> [Problem details]
Repeat the material exactly as it appears.

[Saved entries]
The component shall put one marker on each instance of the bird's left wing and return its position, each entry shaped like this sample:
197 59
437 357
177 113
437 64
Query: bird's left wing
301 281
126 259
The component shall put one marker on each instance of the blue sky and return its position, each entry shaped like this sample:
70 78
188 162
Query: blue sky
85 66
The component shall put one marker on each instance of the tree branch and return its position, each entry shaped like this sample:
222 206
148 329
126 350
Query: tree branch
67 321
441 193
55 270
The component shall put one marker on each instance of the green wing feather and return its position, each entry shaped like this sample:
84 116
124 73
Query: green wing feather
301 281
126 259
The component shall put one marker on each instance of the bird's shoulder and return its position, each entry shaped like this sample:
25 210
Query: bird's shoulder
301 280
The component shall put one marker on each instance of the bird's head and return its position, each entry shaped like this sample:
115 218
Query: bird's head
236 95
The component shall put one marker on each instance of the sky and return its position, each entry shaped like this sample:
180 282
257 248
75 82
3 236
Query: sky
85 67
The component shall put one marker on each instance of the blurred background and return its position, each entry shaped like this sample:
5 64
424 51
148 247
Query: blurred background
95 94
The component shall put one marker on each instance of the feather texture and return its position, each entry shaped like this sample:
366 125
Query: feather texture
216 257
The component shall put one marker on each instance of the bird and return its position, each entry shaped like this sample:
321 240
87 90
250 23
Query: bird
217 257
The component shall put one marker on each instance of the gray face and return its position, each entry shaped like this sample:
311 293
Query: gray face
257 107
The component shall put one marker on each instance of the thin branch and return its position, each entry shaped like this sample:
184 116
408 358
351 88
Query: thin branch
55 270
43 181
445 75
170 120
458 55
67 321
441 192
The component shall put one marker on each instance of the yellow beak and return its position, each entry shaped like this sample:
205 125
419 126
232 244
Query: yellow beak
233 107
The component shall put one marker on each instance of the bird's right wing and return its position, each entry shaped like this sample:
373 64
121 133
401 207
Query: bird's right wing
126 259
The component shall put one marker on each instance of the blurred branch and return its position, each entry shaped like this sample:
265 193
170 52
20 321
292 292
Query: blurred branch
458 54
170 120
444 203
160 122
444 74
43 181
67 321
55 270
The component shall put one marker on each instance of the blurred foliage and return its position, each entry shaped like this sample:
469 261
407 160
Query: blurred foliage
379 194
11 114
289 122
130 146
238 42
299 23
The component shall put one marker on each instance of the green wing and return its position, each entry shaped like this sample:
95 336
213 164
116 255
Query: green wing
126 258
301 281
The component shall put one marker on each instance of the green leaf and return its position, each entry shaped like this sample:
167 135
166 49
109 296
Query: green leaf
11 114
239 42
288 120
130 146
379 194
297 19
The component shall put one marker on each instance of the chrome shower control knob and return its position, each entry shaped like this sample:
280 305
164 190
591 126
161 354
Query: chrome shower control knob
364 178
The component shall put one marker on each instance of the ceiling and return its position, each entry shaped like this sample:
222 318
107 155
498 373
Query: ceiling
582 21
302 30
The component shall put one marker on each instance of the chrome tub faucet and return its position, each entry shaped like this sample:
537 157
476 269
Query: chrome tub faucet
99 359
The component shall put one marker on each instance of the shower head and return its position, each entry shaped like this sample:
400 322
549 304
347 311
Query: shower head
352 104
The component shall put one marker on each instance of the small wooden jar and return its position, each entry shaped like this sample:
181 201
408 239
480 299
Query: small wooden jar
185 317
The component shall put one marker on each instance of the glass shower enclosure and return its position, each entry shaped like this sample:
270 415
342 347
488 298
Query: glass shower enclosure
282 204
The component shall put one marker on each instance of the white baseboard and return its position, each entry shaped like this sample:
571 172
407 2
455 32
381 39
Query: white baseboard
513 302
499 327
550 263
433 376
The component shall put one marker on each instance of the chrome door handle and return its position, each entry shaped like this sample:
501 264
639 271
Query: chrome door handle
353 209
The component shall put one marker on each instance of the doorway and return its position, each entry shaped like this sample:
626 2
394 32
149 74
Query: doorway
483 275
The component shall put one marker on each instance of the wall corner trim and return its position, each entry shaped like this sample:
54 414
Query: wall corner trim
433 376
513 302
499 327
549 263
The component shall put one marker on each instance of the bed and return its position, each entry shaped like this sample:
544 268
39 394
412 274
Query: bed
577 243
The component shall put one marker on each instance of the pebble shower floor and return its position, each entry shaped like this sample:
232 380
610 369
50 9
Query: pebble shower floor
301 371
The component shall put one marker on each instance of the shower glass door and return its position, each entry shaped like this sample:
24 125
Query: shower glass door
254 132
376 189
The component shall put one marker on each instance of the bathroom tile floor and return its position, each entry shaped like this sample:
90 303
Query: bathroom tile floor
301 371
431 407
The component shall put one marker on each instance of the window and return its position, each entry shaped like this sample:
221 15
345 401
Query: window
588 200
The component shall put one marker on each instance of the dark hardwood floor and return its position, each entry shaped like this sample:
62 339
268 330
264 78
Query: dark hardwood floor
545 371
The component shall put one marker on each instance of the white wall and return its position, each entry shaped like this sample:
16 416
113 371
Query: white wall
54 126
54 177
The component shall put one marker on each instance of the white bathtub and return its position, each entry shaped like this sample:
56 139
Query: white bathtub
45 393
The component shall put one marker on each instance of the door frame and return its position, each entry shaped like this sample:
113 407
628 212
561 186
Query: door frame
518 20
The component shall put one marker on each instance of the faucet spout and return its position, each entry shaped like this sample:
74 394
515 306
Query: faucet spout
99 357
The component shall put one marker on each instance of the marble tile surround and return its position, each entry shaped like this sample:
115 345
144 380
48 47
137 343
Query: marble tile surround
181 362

> [Task output]
The component shall put one marker on each instance of the bird's left wing and return its position, each entry shaped like this sample:
197 59
437 357
177 113
437 64
Query: bird's left wing
301 281
126 259
The component shall put one marker on each instance of the blue sky and return its position, each entry shaped like this sample:
70 78
188 162
Query: blue sky
85 66
The component shall put one marker on each instance of the tree branch and return its position, each entry shaped like this sample:
222 206
148 329
126 350
Query: tree branch
67 321
441 193
55 270
The component shall put one marker on each instance of the green wing feather and return its position, each entry shaped like this sample:
84 116
124 73
Query: green wing feather
301 281
126 259
The component shall put one marker on each instance of the bird's shoulder and return its position, each entry shaped like this sample:
25 210
Query: bird's shoulder
301 280
The component shall put one marker on each instance of the bird's head and return its position, each entry shaped like this sample:
115 218
Query: bird's head
236 95
The component shall put one marker on each instance of the sky and return its position, each entry shaped like this sample:
180 282
257 248
75 82
3 236
Query: sky
85 67
The component shall put one marker on each instance of the blurred background and return its position, each entry shaped like this sample:
5 64
424 51
148 247
Query: blurred background
95 94
The component shall put one marker on each instance of the feather texture and return its position, each entry shaped like this sample:
366 125
Query: feather texture
216 257
The component shall put one marker on each instance of the bird and return its position, each entry shaped like this sample:
321 240
87 90
250 23
Query: bird
217 257
The component shall put one marker on each instance of the gray face and return its position, each entry shaped like this sample:
311 293
Query: gray face
257 107
The component shall put one marker on each instance of the thin branch and return its position, each entry shaped like this sample:
184 116
408 358
351 88
Query: thin branch
55 270
43 181
445 75
170 120
458 55
67 321
441 192
The component shall put one marker on each instance of the yellow beak and return its position, each entry shaped like this sample:
205 125
419 126
232 244
Query: yellow beak
233 107
The component shall put one marker on each instance of the bird's right wing and return its position, each entry shaped like this sample:
373 64
121 133
401 207
Query: bird's right wing
126 259
The component shall put one marker on each instance of the blurred branch and return its position, each entry shaped like this sample:
265 193
170 52
20 321
292 292
Query: blurred branch
458 54
170 120
444 203
160 122
444 74
43 181
67 321
55 270
The component shall put one marker on each instance of the blurred foliage and return its position, each entry shaped like this sample:
469 261
407 160
Query: blurred foliage
379 194
11 114
289 122
130 146
238 42
299 23
The component shall put one marker on each instance of the green wing and return its position, each entry shaped like this sample:
95 336
213 164
116 255
Query: green wing
126 258
301 281
The component shall put one marker on each instance of the green leaf and return its position, each entry shaped like this sample:
167 135
166 49
109 296
Query: green leaf
11 114
239 42
288 120
130 146
379 194
297 19
The component shall put one marker on each instance of the chrome shower control knob and return its position, each entry shaped like this sample:
280 305
164 190
591 126
161 354
Query: chrome shower control knob
364 178
The component shall put one marker on each instance of the ceiling and return its position, each entry shaped like this sample:
222 318
107 155
498 373
Query: ceiling
582 21
302 30
The component shall put one marker on each instance of the chrome tub faucet and return its position, each entry shaped like this sample:
537 157
476 269
Query: chrome tub faucet
99 359
The component shall put one marker on each instance of the shower head and return its position, each entry shaped like this sample:
400 322
549 304
347 311
Query: shower head
352 104
The component shall put one marker on each instance of the small wooden jar and return its position, each entry shaped like this sample:
181 201
408 239
480 299
Query: small wooden jar
185 317
The component shall put one marker on each instance of the glass shower enclosure and return its position, each entry shaped like this sample:
270 415
342 347
488 298
Query: glass shower enclosure
282 204
The component shall put one marker on each instance of the white baseboard and return its position, each entry shaped like this sample:
571 172
407 2
455 32
381 39
Query: white baseboard
513 302
499 327
550 263
433 376
The component shall put one marker on each instance of the chrome door handle and return its position, each entry shaped like this sample:
501 264
639 271
Query: chrome door handle
353 209
The component shall put one marker on each instance of the doorway and return its position, each entry shaped like this sample:
626 2
394 32
149 74
Query: doorway
483 275
The component shall put one marker on each instance of the wall corner trim and return its position, each entry shaped like this sample:
54 414
Query: wall corner trim
433 376
513 302
499 327
549 263
The component shall put one marker on each instance of the bed and return its position, each entry shaped like this sample:
544 268
39 394
412 274
Query: bed
577 243
The component shall put one marker on each instance of the pebble shower floor and return its position, each entry shaped like this sample:
232 380
610 369
50 9
Query: pebble shower floor
301 371
The component shall put one marker on each instance of the shower glass door and return its position, each entry shaped like this sample:
24 125
Query: shower glass door
254 132
376 189
The component shall put one marker on each instance of the bathroom tile floor and return its position, each entry shaped like this sample:
90 303
Query: bathroom tile floor
301 371
431 407
The component shall put one marker on each instance of the window and return its position, each entry shaped like this sample:
221 15
345 401
Query: window
588 200
The component shall put one marker on each instance of the dark hardwood floor and return its position, each entry shaped like this sample:
62 339
268 330
264 78
Query: dark hardwood floor
545 371
The component shall put one marker on each instance of the white wall and return its position, each entry shaped like this sample:
16 416
113 371
Query: white wall
54 126
54 177
The component shall put one marker on each instance of the white bathtub and return its position, each entry shaped like this sample:
56 139
Query: white bathtub
45 393
The component shall put one marker on each instance of the door frame and return its position, each entry shaped like this sample:
113 407
628 212
561 186
Query: door frame
518 20
The component shall put one marker on each instance of the faucet spout and return its position, each entry shaped like this sample:
74 394
515 306
Query: faucet spout
99 357
The component shall put one marker on each instance of the marble tile surround and return its position, each entry shaped like this sample:
115 345
144 380
48 47
137 343
Query: marble tile surround
181 362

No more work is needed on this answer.